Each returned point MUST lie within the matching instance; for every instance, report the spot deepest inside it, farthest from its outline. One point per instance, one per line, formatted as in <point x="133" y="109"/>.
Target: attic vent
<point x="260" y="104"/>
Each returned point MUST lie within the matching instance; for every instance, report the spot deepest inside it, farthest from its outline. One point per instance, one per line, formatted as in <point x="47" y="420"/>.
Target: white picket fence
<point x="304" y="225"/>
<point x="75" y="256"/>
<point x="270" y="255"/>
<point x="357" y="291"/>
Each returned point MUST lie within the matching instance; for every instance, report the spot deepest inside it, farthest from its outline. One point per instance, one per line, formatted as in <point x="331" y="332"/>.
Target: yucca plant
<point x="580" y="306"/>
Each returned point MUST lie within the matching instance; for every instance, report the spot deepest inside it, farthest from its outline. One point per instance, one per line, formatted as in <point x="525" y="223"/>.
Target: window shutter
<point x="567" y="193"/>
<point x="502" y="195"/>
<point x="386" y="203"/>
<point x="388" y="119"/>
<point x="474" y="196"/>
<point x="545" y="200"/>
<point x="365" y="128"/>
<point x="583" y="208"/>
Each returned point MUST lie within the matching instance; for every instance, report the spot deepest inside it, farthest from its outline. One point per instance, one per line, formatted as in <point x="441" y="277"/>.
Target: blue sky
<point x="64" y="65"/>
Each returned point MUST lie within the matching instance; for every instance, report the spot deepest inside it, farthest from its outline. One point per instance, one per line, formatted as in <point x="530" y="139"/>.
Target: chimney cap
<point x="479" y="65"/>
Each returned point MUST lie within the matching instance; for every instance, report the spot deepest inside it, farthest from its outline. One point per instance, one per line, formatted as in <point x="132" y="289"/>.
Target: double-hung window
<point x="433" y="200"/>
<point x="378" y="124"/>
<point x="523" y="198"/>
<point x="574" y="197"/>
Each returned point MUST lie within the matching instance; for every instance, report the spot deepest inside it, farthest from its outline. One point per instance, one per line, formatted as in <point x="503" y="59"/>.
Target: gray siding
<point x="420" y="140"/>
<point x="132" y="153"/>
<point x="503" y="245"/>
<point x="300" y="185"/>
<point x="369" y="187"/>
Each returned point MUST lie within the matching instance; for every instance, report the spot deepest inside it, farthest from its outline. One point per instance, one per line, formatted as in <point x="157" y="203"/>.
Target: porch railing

#### ACTIVITY:
Copy each line of the records containing the string "matching".

#### RESPONSE TO THIS TASK:
Each returned point MUST lie within the matching instance; for every instance, report the spot deepest inside it, farthest from its outline. One point per instance, one per line, formatted as in <point x="133" y="109"/>.
Each returned point MUST lie within the matching instance; for every instance, report the spot deepest inside it, farthest from its outline. One point per instance, one per line, formatted as in <point x="47" y="420"/>.
Each returned point MUST lie within the matching instance; for every instance, report the spot deepest inside it, farthest from its outline. One point per instance, one per line, formatted as in <point x="331" y="332"/>.
Each returned point MUST lie within the matching instance; for every instance, report the spot deepest inside it, farthest from its outline. One point per instance, one per line, formatted as in <point x="525" y="223"/>.
Each returned point MUST lie within the matching instance; for every instance, report the spot deepest inside it, farthest from its outline. One point per instance, one per line, formatted as in <point x="441" y="277"/>.
Each returned point MUST lie within the matching instance; for every instance, report the spot deepest inside it, farthest from its outline. One point per instance, one per line, formatted as in <point x="530" y="139"/>.
Each returned point MUST lie within the matching instance; for every instance, report the spot deepest inside it, farthest from its outline. One point per instance, one per line, formatted as in <point x="132" y="289"/>.
Each returned point MUST lie within the matching instance; for every instance, report the spot deepest inside it, farthest from its outline. One point per instance, one per line, formatted as in <point x="503" y="59"/>.
Each returned point MUST lie within the matching instance; for every instance, report the spot deepest inside it, farthest from its outline. One point per instance, one per line, formatted as in <point x="157" y="203"/>.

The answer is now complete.